_TEXT_
* Start *

The beginning of the school year 1994-1995 brought a new development. Decision No 396 and Instruction No 14 were issued, which, even though not constituting a return to the arrangements promulgated in 1991, have to be considered as an effort to meet the wishes of the Greek community in Albania. Two possibilities were opened to pupils belonging to the Greek minority. They could either be transported by bus, provided free of charge, to Greek-language schools in some neighbouring villages (located from 4 to 10 kilometres from the place where they live), or have the option of two hours weekly in the Greek language in the first grade classes of the public schools in the three towns. We were informed that consideration is presently being given to the possibility of increasing the number of hours in higher classes.

The mission has come to the conclusion that, in principle, by Decision No 396 and Instruction No 14, the requirements regarding educational rights of persons belonging to national minorities laid down in the 1990 CSCE Copenhagen Document and other international standards have been met. Persons belonging to the Greek ethnic minority have been given adequate opportunity for instruction of their mother tongue, and for persons who live in the preponderantly Greek villages or are willing to make use of the free bus transport to the schools in those villages, they have also been given the opportunity to have instruction in their mother tongue in a number of subjects from grade I to grade VIII. In this way, assimilation is actively prevented and pluralism is protected, while it is legitimate under international instruments to pursue a policy of integration into the common society.

Only one aspect of possible conflict with the Copenhagen Document can be observed. In paragraph 32 of that Document it is stated that "to belong to a national minority is a matter of a person's individual choice, and no disadvantage may arise from the exercise of such a choice". The issue is of practical significance in the present context for children of mixed marriages. It would conform better with the principles of the Copenhagen Document if such parents could freely decide, at the time of the child's entrance in the school, that the child should be allowed to attend the Greek language schools in the villages (or the two hour optional Greek classes in the towns), even if the child of mixed marriage had been registered as Albanian at birth. We hope that such a step could be taken.

* End *

_REQUIREMENTS_
[A] Please print the Greek-minority schooling text, beginning at the words "The mission has" and stopping after "the common society.".
[B] Which paragraph of the Copenhagen Document does the Greek-minority schooling text cite?
[C] Summarize the Greek-minority schooling text in two sentences.
Rely only on the Greek-minority schooling text.

_ROWS_

* Start *

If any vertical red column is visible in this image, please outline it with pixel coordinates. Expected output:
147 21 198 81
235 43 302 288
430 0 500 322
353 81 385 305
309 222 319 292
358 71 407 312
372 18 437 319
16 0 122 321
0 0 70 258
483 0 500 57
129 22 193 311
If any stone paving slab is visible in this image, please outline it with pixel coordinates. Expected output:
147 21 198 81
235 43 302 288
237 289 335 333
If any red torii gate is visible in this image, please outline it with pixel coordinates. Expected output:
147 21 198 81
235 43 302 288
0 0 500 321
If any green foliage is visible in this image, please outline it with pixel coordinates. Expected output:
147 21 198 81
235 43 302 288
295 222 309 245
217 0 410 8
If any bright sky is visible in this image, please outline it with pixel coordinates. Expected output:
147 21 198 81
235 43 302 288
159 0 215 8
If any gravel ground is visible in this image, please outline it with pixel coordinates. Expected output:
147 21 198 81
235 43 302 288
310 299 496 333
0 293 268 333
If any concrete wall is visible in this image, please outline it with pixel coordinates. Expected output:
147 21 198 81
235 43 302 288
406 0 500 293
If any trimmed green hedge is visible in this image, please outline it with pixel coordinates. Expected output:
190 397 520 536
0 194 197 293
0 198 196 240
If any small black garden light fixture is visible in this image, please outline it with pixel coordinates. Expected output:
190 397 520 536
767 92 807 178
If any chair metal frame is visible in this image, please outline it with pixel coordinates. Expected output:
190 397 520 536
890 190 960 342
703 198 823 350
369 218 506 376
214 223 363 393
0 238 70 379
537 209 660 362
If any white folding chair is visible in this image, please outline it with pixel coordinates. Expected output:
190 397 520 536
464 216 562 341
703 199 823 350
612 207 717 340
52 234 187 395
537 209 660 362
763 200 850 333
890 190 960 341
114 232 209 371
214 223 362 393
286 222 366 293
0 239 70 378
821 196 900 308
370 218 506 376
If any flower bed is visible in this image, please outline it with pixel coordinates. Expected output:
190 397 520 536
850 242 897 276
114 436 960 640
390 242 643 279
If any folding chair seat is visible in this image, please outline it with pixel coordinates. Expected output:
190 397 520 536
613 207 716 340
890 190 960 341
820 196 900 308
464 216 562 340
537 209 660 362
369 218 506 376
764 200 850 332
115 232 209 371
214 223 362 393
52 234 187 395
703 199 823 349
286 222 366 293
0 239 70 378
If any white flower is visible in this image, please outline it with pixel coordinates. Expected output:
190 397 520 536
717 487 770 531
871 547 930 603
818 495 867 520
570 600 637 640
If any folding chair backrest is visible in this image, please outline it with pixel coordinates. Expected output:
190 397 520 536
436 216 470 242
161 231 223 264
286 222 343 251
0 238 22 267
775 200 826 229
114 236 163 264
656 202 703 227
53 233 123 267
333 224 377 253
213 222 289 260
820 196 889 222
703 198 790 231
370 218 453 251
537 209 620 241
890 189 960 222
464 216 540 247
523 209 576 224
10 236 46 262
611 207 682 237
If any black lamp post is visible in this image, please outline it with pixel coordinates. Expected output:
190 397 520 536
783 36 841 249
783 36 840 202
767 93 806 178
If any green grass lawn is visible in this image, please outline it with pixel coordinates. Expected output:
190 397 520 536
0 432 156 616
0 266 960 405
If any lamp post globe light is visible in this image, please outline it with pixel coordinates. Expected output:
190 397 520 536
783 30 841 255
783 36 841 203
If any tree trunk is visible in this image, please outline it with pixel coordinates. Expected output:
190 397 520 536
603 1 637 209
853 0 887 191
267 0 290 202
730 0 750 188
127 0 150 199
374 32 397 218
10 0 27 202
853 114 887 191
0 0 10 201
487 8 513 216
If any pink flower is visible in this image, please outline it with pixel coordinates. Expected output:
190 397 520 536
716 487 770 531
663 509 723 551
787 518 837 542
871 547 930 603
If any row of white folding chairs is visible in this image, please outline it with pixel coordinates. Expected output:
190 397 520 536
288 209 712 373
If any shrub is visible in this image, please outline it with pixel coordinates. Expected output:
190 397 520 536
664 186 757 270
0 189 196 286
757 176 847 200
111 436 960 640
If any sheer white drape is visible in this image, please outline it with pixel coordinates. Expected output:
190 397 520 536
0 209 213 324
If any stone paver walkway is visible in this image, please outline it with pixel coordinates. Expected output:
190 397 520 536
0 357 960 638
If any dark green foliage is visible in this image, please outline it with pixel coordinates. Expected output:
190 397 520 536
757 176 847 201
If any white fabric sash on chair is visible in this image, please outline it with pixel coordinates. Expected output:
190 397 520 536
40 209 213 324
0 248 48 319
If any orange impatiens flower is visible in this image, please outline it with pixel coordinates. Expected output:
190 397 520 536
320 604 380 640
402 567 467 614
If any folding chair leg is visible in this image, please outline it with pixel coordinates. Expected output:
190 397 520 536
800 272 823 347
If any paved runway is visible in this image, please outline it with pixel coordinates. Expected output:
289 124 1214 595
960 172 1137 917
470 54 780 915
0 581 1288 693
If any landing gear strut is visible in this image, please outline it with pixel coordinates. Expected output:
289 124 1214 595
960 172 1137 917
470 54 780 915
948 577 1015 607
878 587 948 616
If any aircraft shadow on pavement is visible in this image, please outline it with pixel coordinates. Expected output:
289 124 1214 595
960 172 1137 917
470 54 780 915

* End *

_OUTPUTS_
[A]
The mission has come to the conclusion that, in principle, by Decision No 396 and Instruction No 14, the requirements regarding educational rights of persons belonging to national minorities laid down in the 1990 CSCE Copenhagen Document and other international standards have been met. Persons belonging to the Greek ethnic minority have been given adequate opportunity for instruction of their mother tongue, and for persons who live in the preponderantly Greek villages or are willing to make use of the free bus transport to the schools in those villages, they have also been given the opportunity to have instruction in their mother tongue in a number of subjects from grade I to grade VIII. In this way, assimilation is actively prevented and pluralism is protected, while it is legitimate under international instruments to pursue a policy of integration into the common society.

[B] Paragraph 32.

[C] From the 1994-1995 school year, Decision No 396 and Instruction No 14 gave Greek-minority pupils in Albania two options: free bus transport to Greek-language schools in neighboring villages, or two optional weekly hours of Greek in first-grade classes in three towns. The mission found that these measures met the 1990 CSCE Copenhagen Document and other international standards, with one possible conflict: parents in mixed marriages should be free to choose Greek-language schooling even for a child registered as Albanian at birth.